:: What the task asks ::
Show each line of the listing below that contains the string "background" and copy every such line in full.

[Extracted material start]

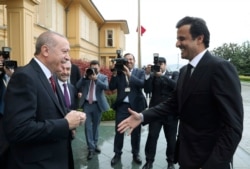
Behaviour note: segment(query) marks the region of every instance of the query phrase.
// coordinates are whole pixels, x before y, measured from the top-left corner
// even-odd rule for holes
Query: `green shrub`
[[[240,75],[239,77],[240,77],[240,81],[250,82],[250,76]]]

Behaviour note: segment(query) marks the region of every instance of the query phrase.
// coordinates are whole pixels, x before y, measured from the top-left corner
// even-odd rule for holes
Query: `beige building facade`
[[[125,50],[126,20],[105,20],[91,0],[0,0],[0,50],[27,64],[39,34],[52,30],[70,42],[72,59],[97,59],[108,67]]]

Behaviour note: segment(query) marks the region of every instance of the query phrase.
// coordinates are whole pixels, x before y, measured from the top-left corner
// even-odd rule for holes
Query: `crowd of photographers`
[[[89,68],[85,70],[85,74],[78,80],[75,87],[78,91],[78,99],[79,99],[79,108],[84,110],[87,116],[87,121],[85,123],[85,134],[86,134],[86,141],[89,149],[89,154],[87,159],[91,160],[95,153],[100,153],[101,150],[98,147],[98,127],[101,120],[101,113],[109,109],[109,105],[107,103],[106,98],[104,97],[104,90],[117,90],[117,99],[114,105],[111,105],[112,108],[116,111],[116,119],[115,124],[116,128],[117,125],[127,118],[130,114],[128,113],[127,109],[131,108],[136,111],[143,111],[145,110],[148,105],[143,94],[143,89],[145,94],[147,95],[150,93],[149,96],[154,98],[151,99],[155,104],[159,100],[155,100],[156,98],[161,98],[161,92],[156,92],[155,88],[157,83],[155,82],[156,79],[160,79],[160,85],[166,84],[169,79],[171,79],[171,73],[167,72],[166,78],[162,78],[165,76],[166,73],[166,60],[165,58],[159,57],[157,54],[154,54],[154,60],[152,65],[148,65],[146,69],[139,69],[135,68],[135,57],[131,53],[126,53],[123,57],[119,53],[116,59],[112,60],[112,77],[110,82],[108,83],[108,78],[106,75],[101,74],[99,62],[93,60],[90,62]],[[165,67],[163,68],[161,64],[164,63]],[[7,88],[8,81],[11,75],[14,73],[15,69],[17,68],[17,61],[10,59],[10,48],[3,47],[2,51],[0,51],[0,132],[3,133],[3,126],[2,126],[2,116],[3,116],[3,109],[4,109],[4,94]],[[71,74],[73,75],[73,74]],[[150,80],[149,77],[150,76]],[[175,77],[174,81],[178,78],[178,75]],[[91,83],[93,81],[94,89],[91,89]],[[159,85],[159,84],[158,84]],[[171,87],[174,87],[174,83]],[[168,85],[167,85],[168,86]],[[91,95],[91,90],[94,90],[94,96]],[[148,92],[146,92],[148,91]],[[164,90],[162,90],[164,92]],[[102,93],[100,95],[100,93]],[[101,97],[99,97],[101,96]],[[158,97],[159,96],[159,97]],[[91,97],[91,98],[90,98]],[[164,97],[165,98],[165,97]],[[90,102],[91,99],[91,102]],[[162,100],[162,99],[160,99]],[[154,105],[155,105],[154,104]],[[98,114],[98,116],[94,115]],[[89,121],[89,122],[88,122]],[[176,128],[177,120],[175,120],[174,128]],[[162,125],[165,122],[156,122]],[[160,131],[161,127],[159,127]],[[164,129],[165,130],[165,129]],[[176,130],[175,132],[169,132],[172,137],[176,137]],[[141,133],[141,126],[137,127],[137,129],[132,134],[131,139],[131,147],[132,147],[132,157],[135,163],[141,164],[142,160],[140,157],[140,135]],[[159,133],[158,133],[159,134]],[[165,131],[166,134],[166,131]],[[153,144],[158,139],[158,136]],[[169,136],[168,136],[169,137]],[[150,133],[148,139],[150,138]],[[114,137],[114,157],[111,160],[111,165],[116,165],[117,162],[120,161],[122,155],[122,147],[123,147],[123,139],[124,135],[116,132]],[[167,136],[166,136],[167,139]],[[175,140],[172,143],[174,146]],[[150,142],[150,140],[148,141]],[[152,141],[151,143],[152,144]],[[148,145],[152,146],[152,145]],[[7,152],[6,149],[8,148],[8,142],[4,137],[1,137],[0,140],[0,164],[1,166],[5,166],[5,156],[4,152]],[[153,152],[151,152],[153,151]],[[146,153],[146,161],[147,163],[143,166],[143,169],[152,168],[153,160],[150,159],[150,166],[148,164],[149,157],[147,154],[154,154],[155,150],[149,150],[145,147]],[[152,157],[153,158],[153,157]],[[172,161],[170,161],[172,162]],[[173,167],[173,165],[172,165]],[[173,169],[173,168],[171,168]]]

[Extracted material end]
[Extracted material start]

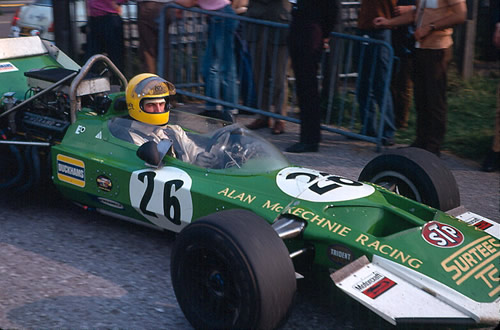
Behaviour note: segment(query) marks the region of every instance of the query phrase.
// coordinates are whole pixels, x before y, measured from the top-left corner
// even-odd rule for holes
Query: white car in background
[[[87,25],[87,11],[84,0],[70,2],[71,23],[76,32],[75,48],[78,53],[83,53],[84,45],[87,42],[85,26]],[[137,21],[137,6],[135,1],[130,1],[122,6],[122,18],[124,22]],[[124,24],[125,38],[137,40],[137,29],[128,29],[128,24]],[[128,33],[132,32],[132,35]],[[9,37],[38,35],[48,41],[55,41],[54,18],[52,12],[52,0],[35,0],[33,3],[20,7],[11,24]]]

[Extracted material end]
[Extracted material start]

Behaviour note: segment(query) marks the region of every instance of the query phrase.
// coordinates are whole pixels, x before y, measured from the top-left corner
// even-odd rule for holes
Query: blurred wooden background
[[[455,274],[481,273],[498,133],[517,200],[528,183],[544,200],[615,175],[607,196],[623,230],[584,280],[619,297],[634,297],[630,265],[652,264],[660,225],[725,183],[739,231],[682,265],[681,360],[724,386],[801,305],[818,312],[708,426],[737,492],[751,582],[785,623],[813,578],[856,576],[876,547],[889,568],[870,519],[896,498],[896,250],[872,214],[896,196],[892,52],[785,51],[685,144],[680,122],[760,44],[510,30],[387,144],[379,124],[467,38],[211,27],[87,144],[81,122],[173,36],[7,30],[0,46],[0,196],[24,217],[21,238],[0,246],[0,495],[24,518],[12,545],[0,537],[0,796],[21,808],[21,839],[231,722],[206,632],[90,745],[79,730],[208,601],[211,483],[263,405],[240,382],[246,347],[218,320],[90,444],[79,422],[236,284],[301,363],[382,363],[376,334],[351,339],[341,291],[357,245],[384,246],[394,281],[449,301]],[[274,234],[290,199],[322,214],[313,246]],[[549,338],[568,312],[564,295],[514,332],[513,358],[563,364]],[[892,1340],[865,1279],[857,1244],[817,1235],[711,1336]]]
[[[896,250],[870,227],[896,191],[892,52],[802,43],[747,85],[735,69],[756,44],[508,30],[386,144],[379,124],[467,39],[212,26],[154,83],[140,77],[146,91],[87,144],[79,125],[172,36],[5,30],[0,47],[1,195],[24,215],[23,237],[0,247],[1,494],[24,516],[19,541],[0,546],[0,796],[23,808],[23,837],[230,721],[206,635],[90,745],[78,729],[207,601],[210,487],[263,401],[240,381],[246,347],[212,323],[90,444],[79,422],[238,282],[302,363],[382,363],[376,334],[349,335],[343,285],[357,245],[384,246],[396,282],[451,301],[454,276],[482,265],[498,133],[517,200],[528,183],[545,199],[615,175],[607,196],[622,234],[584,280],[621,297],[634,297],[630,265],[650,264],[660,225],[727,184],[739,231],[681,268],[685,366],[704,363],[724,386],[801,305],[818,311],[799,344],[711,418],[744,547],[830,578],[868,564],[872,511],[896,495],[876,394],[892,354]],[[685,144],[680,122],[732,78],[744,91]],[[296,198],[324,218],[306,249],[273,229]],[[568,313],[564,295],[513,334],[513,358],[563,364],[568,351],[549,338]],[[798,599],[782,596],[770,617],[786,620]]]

[Extracted material end]

:: Solution to this exercise ::
Query: white car in background
Query: blurred wooden background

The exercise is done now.